> _Exercise brief_:
Beginning at the line containing "of the green" and continuing to the end of the records below, give each line again exactly as it stands, and only those lines.

> _Raw records_:
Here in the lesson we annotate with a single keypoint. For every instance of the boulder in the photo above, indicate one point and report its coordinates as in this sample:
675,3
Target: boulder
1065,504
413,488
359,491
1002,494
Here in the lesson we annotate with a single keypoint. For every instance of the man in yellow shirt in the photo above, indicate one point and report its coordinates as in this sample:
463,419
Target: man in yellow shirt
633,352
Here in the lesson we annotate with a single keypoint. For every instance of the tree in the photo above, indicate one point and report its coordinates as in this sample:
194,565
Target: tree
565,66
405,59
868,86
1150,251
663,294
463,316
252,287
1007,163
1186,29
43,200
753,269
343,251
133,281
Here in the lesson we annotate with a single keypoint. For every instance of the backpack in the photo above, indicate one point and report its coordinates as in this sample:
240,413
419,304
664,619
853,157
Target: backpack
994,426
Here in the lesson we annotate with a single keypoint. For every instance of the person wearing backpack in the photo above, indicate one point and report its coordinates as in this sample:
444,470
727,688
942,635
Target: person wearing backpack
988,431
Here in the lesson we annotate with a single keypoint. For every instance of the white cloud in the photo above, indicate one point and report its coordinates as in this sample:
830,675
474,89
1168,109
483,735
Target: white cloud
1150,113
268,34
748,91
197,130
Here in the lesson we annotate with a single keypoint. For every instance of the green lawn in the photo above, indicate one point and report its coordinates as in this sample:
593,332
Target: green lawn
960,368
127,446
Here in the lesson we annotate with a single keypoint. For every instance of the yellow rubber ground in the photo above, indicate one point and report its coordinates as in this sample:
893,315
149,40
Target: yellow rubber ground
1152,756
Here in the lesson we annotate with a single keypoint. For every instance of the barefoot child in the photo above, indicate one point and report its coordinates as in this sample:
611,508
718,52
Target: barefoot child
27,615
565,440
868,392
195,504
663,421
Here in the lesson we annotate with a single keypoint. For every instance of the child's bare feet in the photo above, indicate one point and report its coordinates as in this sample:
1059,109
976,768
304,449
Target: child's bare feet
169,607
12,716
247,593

> _Solution_:
Here in the lesson we annotate with a single keypoint. For every instance of the green lawn in the photo above, indicate one point and report its coordinates as in this sample:
593,332
Target: green lawn
960,368
127,446
Here in the lesson we annotate with a single keypoint. For every instance of the yellow rubber ground in the photo above, indicate one point and report its coordinates as in this sample:
893,315
149,40
Target: yellow rubber ground
1152,756
Here in the lesson we annotate with a single keypoint. For every instance of the barefoot child in the photo above, indicate one point and report its coordinates as in this sample:
611,508
718,52
Target: barefoot child
27,615
565,440
868,392
195,504
663,421
Here in the lesson we annotate with a single keypoint. For every instance of the child's bare feet in the photo above, indicate one point and report its coordinates as in this sample:
1059,109
976,768
304,449
Target: child's bare feet
169,607
12,716
247,593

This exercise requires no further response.